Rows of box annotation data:
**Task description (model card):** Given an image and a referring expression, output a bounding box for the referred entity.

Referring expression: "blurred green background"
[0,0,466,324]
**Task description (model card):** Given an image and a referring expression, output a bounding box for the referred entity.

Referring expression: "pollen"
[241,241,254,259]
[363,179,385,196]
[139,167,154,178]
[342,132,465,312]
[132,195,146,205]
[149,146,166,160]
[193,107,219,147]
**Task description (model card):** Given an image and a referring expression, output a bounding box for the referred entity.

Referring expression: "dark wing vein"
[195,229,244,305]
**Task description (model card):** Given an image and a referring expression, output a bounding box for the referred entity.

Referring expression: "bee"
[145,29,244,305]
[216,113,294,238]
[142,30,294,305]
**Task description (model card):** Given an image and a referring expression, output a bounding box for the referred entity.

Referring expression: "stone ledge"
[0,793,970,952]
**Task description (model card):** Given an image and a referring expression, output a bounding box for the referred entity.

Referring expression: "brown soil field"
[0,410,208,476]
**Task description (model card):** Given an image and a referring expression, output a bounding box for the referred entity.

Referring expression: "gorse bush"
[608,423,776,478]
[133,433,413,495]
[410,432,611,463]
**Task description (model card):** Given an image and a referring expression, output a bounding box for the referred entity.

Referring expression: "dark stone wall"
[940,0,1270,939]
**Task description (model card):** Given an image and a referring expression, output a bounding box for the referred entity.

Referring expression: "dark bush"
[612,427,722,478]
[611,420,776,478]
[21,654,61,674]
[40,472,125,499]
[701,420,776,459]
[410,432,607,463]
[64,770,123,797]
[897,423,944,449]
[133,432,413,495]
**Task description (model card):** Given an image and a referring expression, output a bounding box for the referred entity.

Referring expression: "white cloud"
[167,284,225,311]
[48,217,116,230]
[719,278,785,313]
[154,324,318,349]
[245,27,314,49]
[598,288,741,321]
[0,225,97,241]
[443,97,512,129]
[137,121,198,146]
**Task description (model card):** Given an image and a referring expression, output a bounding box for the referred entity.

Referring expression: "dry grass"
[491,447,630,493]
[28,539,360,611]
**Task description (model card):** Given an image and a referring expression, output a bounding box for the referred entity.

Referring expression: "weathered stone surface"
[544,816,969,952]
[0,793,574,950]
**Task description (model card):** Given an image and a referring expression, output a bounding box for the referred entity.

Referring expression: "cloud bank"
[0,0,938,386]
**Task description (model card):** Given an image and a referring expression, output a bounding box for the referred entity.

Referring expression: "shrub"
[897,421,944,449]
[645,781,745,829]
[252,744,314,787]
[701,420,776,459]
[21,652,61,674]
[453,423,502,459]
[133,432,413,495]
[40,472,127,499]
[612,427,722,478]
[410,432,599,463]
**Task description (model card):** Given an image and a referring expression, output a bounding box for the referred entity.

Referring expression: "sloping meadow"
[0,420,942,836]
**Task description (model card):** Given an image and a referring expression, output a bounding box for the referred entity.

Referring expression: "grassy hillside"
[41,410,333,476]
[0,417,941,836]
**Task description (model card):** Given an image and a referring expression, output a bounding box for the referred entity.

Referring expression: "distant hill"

* Work instructions
Copy all the records above word for word.

* Written reply
**Task description (model card):** Given an image and a referring expression, output a bounding box for the referred entity.

Referring expression: "blurred green background"
[0,0,466,324]
**Task description (model card):** Given an image and a referring expression, output a bounding box for the referred entity.

Referring expression: "pollen"
[241,241,254,259]
[363,179,385,196]
[139,167,154,178]
[342,132,465,312]
[132,195,146,205]
[149,146,166,160]
[193,107,219,147]
**Task description (model card):** Given an image and a referring expression, output a bounding box for the referred entity.

Referring expression: "dark wing vein"
[195,229,244,305]
**Task description (model card):** Given an image and a referring expression, output a bounding box for the referred entity.

Referring expression: "bee"
[145,29,244,305]
[216,113,294,238]
[142,30,294,305]
**Task description (model card):** Given an image and a referring expression, output a bounding box for the referred entity.

Referring expression: "stone ledge"
[0,793,970,952]
**Task description (model card):** Given an image and a referring expression, output a bounding box for the referred entity.

Referring expression: "brown soil field"
[0,410,208,476]
**Task description (model card):** Given an image and a referring expression, output a bounding box for the referred entity.

Referring expression: "gorse bush"
[608,423,776,478]
[133,433,413,495]
[410,432,611,463]
**Task description (model card):** Given an image and a referring expression, output a bounding box for the referred entity.

Referring expression: "dark stone wall"
[940,0,1270,939]
**Task description (model card):** Given an image and a referring expression, output a bounding box for the referred entity.

Referring expression: "dark bush"
[612,427,722,478]
[611,420,776,478]
[21,654,61,674]
[40,472,125,499]
[701,420,776,459]
[410,432,607,463]
[64,770,123,797]
[897,423,944,449]
[133,432,413,495]
**Task description (model card):** Given an image and a referring expression, output a bounding box for the referred entity.

Referring expression: "white cloud"
[167,284,225,311]
[48,217,116,230]
[719,278,785,313]
[154,324,318,349]
[245,27,314,49]
[598,288,741,321]
[0,225,97,241]
[443,97,512,129]
[137,121,198,146]
**Task description (model card):** Given an image and a referring expression, output a bounding box for the referred entity.

Referring expression: "dry grass"
[491,447,630,493]
[28,539,360,611]
**Task description (model card):** Given an image and a referring expression, output a bounding box for the referred entity.

Referring expression: "weathered stone surface"
[544,816,969,952]
[0,793,574,950]
**Task description (model card):** Given an image and a referring expression, output a bounding box for the referred entity.

Referring expression: "cloud bank"
[0,0,938,386]
**Task description (model card):** Given an image and a referring expression, output a bounding box for the referred entity.

Referring expression: "shrub"
[897,421,944,449]
[645,781,745,829]
[252,744,314,787]
[701,420,776,459]
[21,652,61,674]
[453,423,502,459]
[133,432,413,495]
[40,472,127,499]
[612,427,722,478]
[410,432,599,463]
**Task description (model card):** Given an image and a referring expression, output a bounding box for the referred entity.

Referring expression: "sloping meadow"
[0,420,942,836]
**Task description (model card):** Given an image and a referring expression, output a bounding box for the referred entity.

Referring expression: "grassy hillside"
[41,410,333,476]
[0,417,941,836]
**Task description (model card):** Given an image and a referring expression, output a bounding box for the referred entity.

Referring expression: "distant hill"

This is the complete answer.